__Given passage__:

Init signature: GradientBoostingClassifier(loss='deviance', learning_rate=0.1, n_estimators=100, subsample=1.0, criterion='friedman_mse', min_samples_split=2, min_samples_leaf=1, min_weight_fraction_leaf=0.0, max_depth=3, min_impurity_split=1e-07, init=None, random_state=None, max_features=None, verbose=0, max_leaf_
nodes=None, warm_start=False, presort='auto')
Docstring:
Gradient Boosting for classification.
GB builds an additive model in a
forward stage-wise fashion; it allows for the optimization of
arbitrary differentiable loss functions. In each stage ``n_classes_``
regression trees are fit on the negative gradient of the
binomial or multinomial deviance loss function. Binary classification
is a special case where only a single regression tree is induced.
Read more in the :ref:`User Guide <gradient_boosting>`.
Parameters
----------
loss : {'deviance', 'exponential'}, optional (default='deviance')
loss function to be optimized. 'deviance' refers to
deviance (= logistic regression) for classification
with probabilistic outputs. For loss 'exponential' gradient
boosting recovers the AdaBoost algorithm.

__Records shown__:
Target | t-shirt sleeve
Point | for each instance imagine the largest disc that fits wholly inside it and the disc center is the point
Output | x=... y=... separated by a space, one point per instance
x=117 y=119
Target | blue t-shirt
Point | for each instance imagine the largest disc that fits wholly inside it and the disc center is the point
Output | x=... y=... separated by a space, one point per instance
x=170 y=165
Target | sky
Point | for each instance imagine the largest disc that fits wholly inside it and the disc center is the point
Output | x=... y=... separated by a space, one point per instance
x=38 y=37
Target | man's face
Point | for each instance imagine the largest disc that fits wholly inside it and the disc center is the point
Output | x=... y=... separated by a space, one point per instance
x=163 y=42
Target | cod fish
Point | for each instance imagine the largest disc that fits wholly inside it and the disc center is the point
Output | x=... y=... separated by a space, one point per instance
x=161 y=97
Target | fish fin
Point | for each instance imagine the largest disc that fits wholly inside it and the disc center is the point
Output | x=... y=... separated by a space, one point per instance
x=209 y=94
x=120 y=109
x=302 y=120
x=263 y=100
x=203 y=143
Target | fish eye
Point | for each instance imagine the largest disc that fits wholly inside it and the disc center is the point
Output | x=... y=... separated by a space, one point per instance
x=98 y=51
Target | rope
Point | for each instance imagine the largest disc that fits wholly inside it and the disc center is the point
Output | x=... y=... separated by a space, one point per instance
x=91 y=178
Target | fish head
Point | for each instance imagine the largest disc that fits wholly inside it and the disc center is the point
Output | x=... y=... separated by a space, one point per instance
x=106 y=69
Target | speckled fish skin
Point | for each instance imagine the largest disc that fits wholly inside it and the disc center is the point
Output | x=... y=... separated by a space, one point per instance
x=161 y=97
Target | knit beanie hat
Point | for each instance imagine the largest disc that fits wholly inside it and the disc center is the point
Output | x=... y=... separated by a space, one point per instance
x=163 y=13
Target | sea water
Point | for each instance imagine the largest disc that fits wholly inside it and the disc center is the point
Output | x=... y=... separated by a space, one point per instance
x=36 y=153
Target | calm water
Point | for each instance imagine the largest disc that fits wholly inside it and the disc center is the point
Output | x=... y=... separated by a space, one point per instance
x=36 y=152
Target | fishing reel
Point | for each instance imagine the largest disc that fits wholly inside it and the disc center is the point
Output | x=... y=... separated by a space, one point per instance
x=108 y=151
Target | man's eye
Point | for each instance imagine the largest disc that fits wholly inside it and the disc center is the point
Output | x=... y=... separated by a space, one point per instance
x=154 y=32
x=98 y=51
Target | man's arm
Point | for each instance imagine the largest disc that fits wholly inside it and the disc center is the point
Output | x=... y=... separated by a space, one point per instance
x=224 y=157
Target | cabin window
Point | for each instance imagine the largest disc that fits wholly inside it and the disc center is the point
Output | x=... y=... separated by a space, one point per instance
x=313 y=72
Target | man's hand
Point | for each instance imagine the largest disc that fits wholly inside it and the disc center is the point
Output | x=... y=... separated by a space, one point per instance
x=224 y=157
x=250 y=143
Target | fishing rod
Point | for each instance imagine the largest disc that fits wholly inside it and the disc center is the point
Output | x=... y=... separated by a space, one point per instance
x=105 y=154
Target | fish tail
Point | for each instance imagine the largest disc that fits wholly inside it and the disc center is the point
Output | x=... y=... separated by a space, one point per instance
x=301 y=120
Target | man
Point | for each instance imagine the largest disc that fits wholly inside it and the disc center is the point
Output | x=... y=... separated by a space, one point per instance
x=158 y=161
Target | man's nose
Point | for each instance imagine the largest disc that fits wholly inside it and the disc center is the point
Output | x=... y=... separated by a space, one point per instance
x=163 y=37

__Task instructions__:
Update the stretch of the gradient boosting docstring from "GB builds an" through "tree is induced." and write it out, with "additive model" changed to "ensemble model".

__Answer to this problem__:
GB builds an ensemble model in a
forward stage-wise fashion; it allows for the optimization of
arbitrary differentiable loss functions. In each stage ``n_classes_``
regression trees are fit on the negative gradient of the
binomial or multinomial deviance loss function. Binary classification
is a special case where only a single regression tree is induced.